Below are records; print only the lines from the line containing "Mark one point on each instance of the misty" to the end, both included, reproduced exactly and without the pictures.

Location labeling records:

------------------------------------------------------------

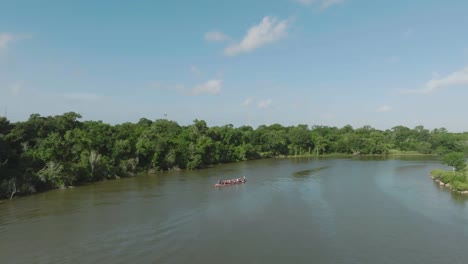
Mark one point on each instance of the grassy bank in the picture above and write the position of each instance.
(455, 180)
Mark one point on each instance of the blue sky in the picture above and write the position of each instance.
(315, 62)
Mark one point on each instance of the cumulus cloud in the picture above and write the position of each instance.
(247, 102)
(264, 103)
(458, 78)
(269, 30)
(215, 36)
(383, 109)
(322, 3)
(210, 87)
(7, 38)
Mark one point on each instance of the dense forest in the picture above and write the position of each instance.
(57, 151)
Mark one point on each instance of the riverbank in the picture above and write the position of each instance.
(454, 180)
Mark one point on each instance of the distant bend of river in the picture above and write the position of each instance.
(296, 210)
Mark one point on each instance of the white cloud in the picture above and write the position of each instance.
(247, 102)
(322, 3)
(215, 36)
(7, 38)
(210, 87)
(269, 30)
(264, 103)
(383, 109)
(458, 78)
(327, 3)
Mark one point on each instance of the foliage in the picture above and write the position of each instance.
(455, 159)
(57, 151)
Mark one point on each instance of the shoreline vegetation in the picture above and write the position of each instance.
(44, 153)
(457, 179)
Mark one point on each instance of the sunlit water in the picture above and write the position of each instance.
(289, 211)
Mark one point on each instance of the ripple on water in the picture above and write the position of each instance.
(306, 174)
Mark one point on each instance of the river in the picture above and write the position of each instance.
(290, 211)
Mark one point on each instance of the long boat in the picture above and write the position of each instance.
(222, 183)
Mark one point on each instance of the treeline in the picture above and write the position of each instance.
(57, 151)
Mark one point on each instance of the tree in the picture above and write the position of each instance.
(455, 159)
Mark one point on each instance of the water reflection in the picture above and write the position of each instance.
(304, 174)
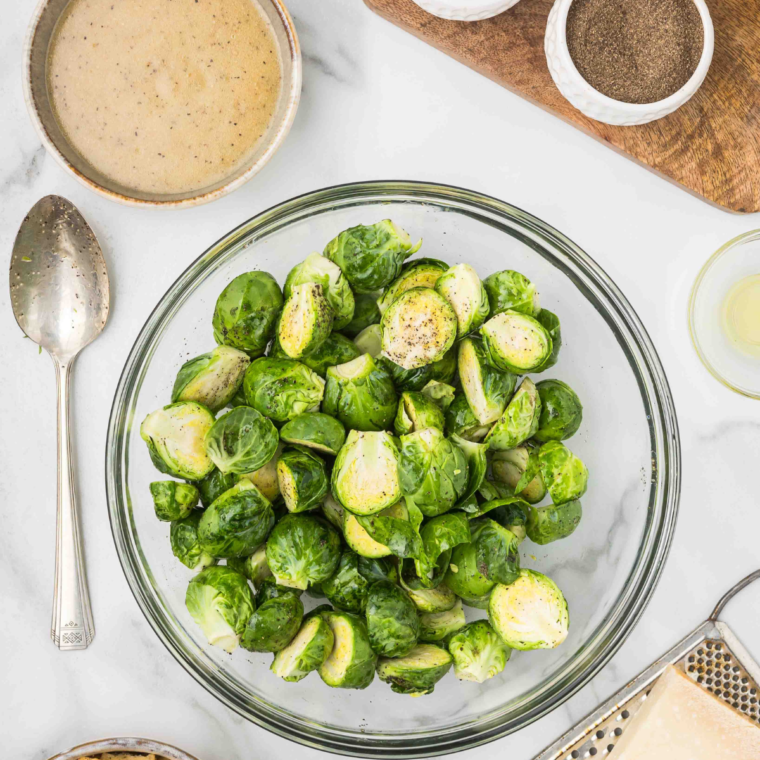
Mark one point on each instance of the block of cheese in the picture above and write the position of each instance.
(680, 720)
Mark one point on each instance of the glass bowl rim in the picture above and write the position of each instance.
(642, 579)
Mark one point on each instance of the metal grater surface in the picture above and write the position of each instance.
(711, 655)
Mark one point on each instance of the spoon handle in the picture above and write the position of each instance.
(72, 626)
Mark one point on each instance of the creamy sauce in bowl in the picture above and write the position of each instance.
(164, 96)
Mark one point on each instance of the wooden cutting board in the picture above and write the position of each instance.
(710, 146)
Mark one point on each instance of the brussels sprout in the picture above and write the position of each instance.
(172, 500)
(547, 524)
(274, 624)
(316, 268)
(550, 321)
(302, 549)
(351, 663)
(530, 613)
(265, 478)
(211, 379)
(361, 395)
(561, 411)
(510, 466)
(519, 420)
(365, 477)
(242, 440)
(462, 288)
(438, 626)
(366, 313)
(246, 312)
(308, 650)
(371, 256)
(186, 547)
(422, 273)
(305, 322)
(565, 475)
(253, 567)
(302, 476)
(175, 436)
(220, 601)
(347, 589)
(419, 327)
(432, 471)
(236, 523)
(416, 673)
(281, 389)
(509, 290)
(392, 621)
(486, 388)
(460, 420)
(515, 342)
(416, 411)
(478, 652)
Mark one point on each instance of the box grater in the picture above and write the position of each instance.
(710, 654)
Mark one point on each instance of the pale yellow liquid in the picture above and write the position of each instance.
(164, 96)
(741, 315)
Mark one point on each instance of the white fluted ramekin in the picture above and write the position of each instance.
(591, 102)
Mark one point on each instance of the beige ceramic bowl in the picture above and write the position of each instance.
(35, 92)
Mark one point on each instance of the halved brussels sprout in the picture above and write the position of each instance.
(371, 255)
(509, 290)
(366, 313)
(186, 546)
(274, 624)
(316, 268)
(416, 411)
(462, 288)
(515, 342)
(510, 466)
(302, 477)
(246, 312)
(519, 420)
(365, 477)
(317, 431)
(551, 523)
(392, 621)
(351, 663)
(530, 613)
(370, 341)
(308, 650)
(422, 273)
(478, 651)
(172, 500)
(416, 673)
(242, 440)
(432, 471)
(361, 395)
(337, 349)
(281, 389)
(305, 322)
(302, 549)
(346, 589)
(486, 388)
(211, 379)
(565, 475)
(438, 626)
(220, 601)
(419, 327)
(237, 523)
(175, 436)
(561, 411)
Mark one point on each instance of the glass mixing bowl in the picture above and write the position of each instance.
(607, 569)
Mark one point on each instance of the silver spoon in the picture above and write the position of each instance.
(59, 294)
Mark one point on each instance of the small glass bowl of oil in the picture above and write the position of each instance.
(724, 314)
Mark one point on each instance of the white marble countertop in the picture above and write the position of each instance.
(377, 104)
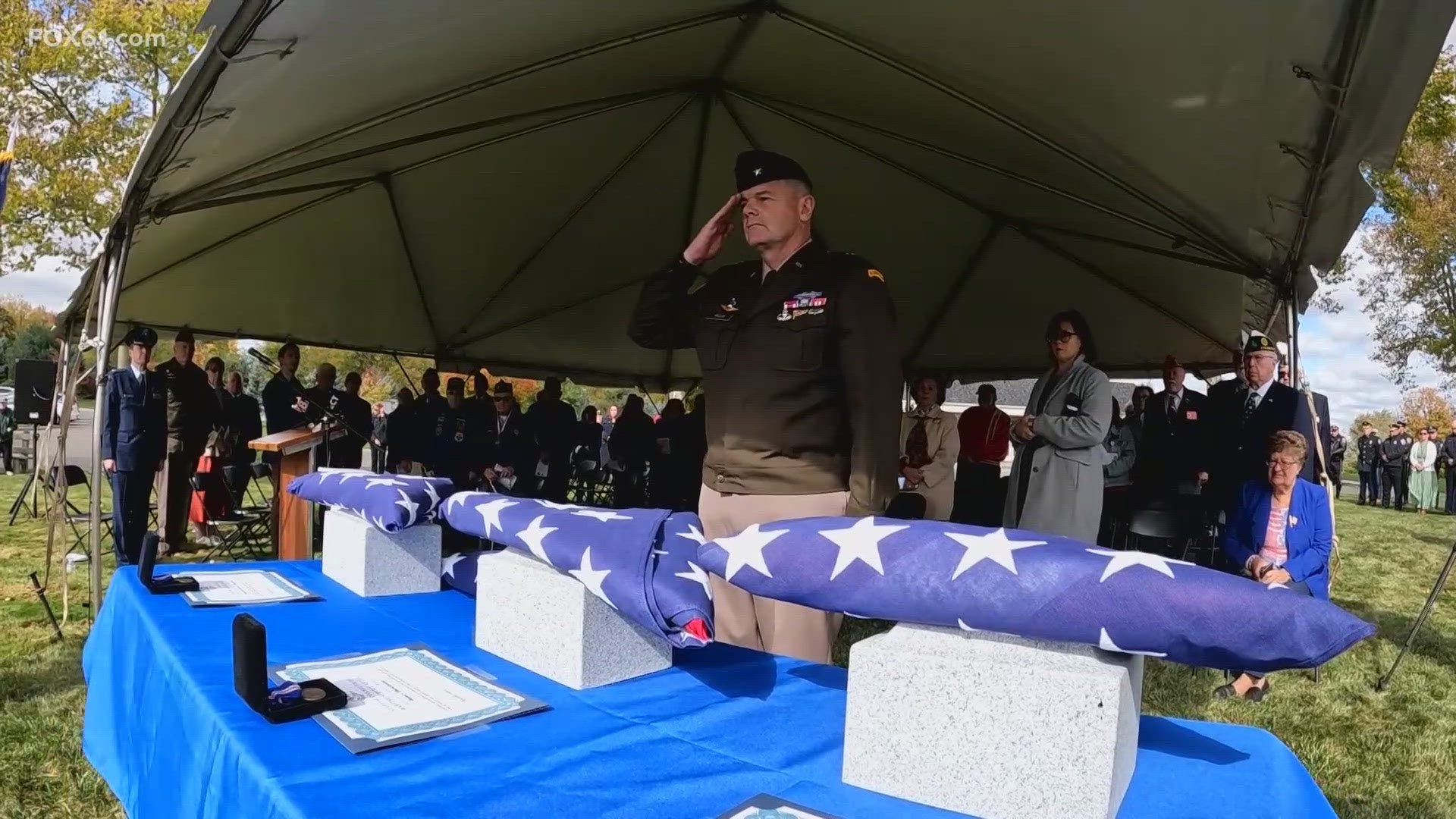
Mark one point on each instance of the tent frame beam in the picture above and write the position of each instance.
(1201, 261)
(386, 181)
(223, 194)
(206, 188)
(530, 259)
(644, 96)
(1357, 20)
(943, 309)
(1025, 229)
(1019, 127)
(1178, 240)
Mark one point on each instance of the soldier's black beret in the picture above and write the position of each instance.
(1260, 343)
(759, 167)
(143, 335)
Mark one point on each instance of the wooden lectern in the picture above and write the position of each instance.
(294, 523)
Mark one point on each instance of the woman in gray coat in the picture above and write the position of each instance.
(1056, 483)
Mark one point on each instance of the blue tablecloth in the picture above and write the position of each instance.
(171, 738)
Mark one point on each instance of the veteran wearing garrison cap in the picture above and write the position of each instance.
(1244, 422)
(133, 441)
(800, 356)
(191, 414)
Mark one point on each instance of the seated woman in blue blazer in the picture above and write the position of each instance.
(1280, 534)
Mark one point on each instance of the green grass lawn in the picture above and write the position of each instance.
(1388, 755)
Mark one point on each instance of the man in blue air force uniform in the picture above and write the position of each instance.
(133, 442)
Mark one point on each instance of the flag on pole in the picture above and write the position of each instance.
(8, 158)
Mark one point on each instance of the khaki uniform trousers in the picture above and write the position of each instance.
(761, 623)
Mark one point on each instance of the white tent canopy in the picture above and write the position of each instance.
(492, 181)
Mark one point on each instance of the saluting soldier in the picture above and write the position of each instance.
(1367, 463)
(134, 441)
(800, 354)
(1392, 487)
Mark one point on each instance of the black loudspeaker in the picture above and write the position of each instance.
(34, 391)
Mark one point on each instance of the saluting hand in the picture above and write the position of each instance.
(710, 240)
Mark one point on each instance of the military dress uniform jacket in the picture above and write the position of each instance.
(802, 369)
(134, 430)
(193, 409)
(1367, 452)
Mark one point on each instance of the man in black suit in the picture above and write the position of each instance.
(1171, 460)
(348, 450)
(243, 425)
(1247, 419)
(133, 441)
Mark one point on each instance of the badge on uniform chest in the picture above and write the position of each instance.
(808, 303)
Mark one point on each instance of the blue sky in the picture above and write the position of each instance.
(1337, 349)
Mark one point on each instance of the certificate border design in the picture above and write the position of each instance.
(517, 704)
(503, 700)
(291, 592)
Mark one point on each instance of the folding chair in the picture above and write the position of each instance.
(251, 500)
(77, 519)
(1174, 529)
(237, 531)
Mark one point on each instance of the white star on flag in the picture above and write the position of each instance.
(535, 537)
(592, 577)
(993, 547)
(601, 515)
(696, 575)
(1126, 560)
(858, 542)
(408, 506)
(746, 548)
(450, 561)
(491, 512)
(1106, 643)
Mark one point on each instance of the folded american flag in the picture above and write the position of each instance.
(389, 503)
(1038, 586)
(641, 561)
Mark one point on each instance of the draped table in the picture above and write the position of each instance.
(168, 733)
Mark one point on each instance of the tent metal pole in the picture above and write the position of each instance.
(571, 216)
(111, 293)
(954, 293)
(386, 181)
(184, 203)
(1356, 24)
(1015, 223)
(468, 89)
(1014, 124)
(1177, 238)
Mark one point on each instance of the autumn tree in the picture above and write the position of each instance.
(1408, 287)
(1426, 407)
(88, 79)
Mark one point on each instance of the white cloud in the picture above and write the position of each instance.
(1338, 359)
(49, 284)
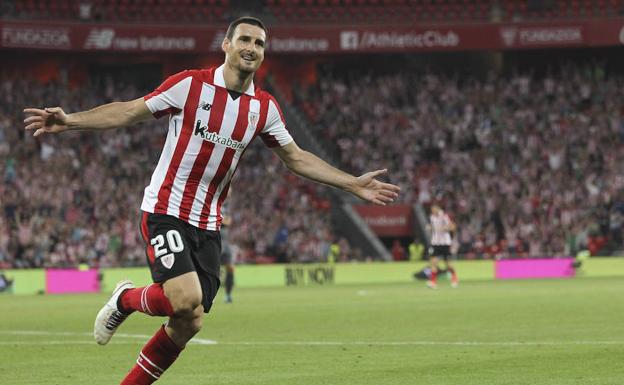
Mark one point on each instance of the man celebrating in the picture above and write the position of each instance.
(214, 114)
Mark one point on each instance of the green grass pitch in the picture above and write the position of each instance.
(515, 332)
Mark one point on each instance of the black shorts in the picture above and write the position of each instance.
(226, 255)
(440, 251)
(174, 247)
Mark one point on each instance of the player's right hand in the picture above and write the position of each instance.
(52, 120)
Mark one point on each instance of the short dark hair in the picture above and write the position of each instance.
(244, 20)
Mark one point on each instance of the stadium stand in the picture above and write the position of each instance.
(529, 166)
(74, 198)
(314, 11)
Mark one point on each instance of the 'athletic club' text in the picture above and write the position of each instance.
(215, 138)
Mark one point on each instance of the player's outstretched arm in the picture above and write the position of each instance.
(310, 166)
(112, 115)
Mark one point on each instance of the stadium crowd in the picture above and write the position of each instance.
(527, 165)
(75, 198)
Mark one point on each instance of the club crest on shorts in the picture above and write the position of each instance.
(168, 260)
(253, 118)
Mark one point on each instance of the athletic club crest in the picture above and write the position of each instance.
(168, 260)
(253, 119)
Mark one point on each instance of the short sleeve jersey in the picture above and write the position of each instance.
(209, 130)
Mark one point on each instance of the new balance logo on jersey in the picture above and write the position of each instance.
(202, 131)
(205, 106)
(100, 38)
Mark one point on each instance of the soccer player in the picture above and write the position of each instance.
(441, 227)
(227, 257)
(213, 115)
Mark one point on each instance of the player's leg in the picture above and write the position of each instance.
(164, 246)
(172, 244)
(433, 265)
(229, 282)
(228, 267)
(451, 268)
(161, 351)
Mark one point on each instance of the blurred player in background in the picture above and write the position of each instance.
(214, 114)
(441, 226)
(227, 253)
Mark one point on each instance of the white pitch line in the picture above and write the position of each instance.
(201, 341)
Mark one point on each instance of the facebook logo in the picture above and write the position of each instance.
(349, 40)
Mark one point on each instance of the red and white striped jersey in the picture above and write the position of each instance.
(440, 236)
(209, 131)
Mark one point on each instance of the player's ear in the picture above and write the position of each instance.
(226, 44)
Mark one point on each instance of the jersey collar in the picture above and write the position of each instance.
(219, 80)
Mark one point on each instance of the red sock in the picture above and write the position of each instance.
(150, 300)
(157, 355)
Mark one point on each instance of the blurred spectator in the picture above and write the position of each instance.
(532, 166)
(73, 198)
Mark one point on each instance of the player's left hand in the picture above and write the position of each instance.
(371, 190)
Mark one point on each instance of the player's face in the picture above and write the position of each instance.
(246, 49)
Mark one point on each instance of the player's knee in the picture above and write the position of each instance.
(196, 323)
(185, 305)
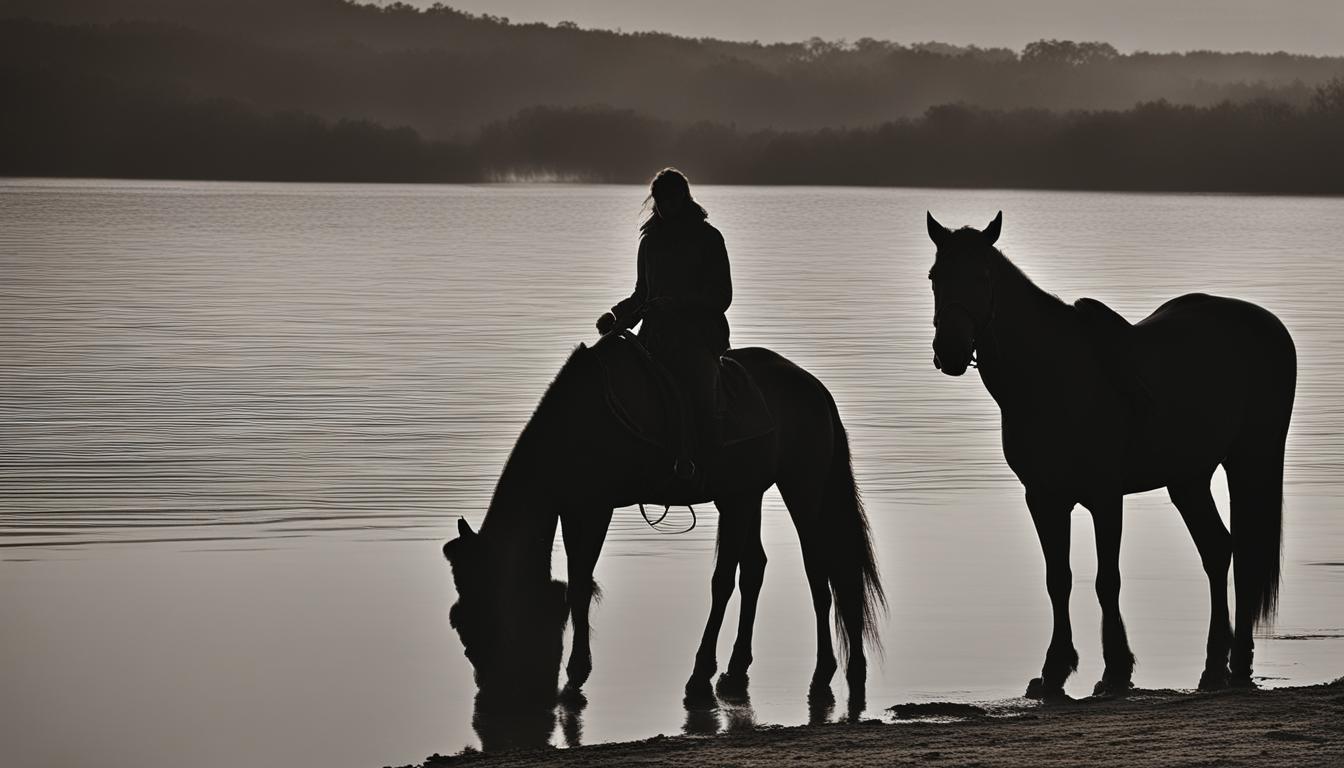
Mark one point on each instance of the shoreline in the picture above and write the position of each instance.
(1148, 728)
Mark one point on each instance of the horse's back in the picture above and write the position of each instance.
(1196, 324)
(1218, 361)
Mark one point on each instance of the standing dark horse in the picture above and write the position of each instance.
(577, 460)
(1094, 408)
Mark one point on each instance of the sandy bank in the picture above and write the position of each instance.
(1261, 729)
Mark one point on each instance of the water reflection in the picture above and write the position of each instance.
(726, 716)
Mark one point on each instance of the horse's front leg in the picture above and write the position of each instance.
(750, 576)
(699, 690)
(1114, 642)
(1050, 514)
(583, 535)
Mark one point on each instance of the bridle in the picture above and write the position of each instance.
(979, 328)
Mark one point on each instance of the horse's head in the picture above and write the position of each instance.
(962, 296)
(512, 628)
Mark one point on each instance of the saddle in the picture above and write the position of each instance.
(645, 397)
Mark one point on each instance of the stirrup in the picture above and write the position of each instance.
(683, 468)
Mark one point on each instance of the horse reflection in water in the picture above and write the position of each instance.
(577, 460)
(515, 700)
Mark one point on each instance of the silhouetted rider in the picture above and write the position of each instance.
(682, 291)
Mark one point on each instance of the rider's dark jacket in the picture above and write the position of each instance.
(687, 264)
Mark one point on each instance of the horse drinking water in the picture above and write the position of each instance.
(1094, 408)
(602, 437)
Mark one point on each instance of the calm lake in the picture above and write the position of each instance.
(238, 421)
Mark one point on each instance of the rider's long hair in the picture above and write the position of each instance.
(671, 184)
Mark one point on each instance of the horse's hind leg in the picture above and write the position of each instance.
(1196, 507)
(699, 689)
(1114, 642)
(583, 535)
(750, 576)
(805, 510)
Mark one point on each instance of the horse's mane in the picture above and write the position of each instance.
(1016, 273)
(561, 385)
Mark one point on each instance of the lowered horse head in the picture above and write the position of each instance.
(511, 623)
(962, 295)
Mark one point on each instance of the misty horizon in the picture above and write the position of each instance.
(1304, 27)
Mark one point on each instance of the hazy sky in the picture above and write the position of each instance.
(1298, 26)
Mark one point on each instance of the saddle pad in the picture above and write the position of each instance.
(645, 398)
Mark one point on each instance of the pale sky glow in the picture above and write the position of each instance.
(1296, 26)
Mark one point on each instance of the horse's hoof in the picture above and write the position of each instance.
(1113, 687)
(1038, 689)
(733, 687)
(573, 697)
(699, 694)
(1214, 679)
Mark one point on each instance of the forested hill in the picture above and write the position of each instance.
(445, 73)
(340, 92)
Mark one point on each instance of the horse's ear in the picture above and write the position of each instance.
(937, 233)
(993, 229)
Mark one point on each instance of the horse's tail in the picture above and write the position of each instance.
(855, 584)
(1255, 486)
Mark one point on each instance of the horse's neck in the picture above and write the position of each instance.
(1027, 342)
(531, 490)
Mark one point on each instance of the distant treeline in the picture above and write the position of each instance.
(100, 128)
(446, 73)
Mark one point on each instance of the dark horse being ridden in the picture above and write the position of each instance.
(1094, 408)
(577, 460)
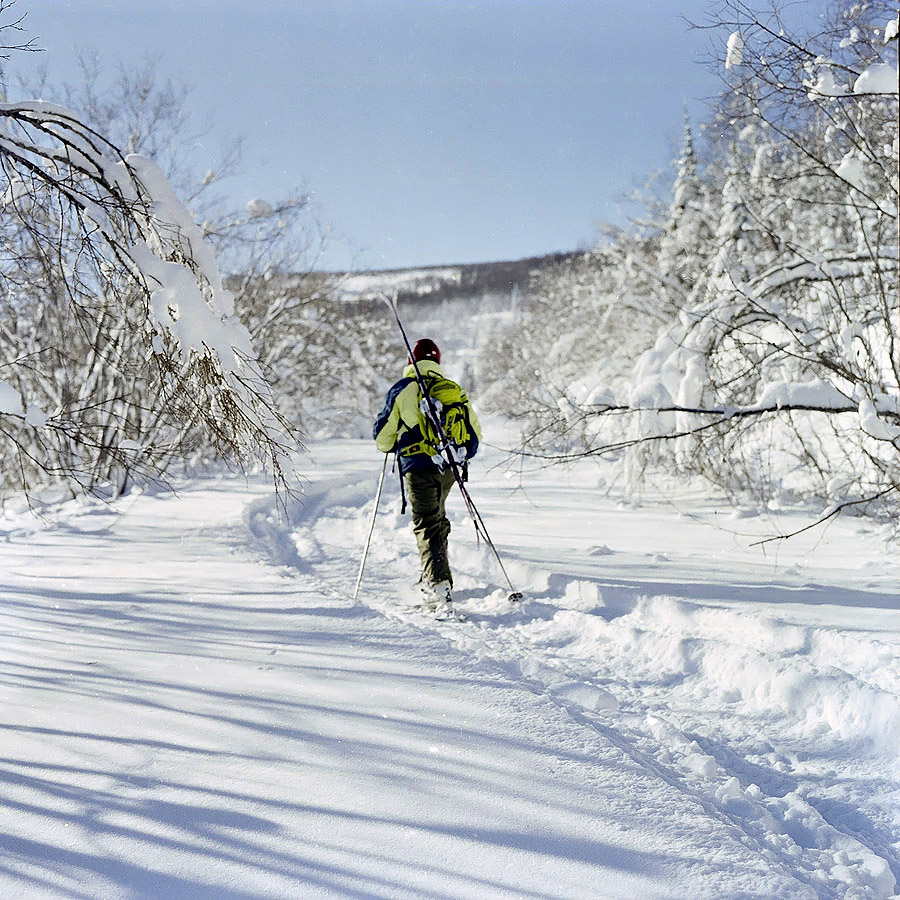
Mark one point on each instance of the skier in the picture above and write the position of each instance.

------------------------------------------------------------

[FINISHED ANSWER]:
Mark one point on each instance of the misty horizon in the picture above and write the position of each instance.
(1304, 27)
Mark one point on each instance of the hazy sky in the picture above and write the position of each instance.
(1298, 26)
Mark one point on each instance of the saddle pad in the picture above and write the position of each instance.
(645, 398)
Mark one point on each instance of the pale sky glow in the picture above and write the position of each instance.
(1296, 26)
Mark one point on each instance of the horse's hoof in the picture above and write the position of each instance.
(1113, 687)
(1038, 689)
(733, 687)
(573, 697)
(699, 694)
(1214, 679)
Mark one point on each instance of the forested hill in the picture above and write the position of each instance.
(445, 73)
(340, 92)
Mark one point on each instance of the horse's ear in the picture above and write the position of each instance.
(937, 233)
(993, 229)
Mark one point on each instance of the horse's tail in the picture above and write the position of each instance.
(855, 584)
(1255, 486)
Mark one point on each instance of the horse's neck in the picture above and write the position of each instance.
(1027, 342)
(531, 490)
Mark one point on each instance of the distant treeline in the picture above and write the position of each instance.
(100, 128)
(446, 73)
Mark one point on each instance of the dark horse being ridden in the picture above and write the position of each instance.
(1094, 408)
(577, 460)
Mark one point on each instance of the skier in the picture above and write the position of each instance.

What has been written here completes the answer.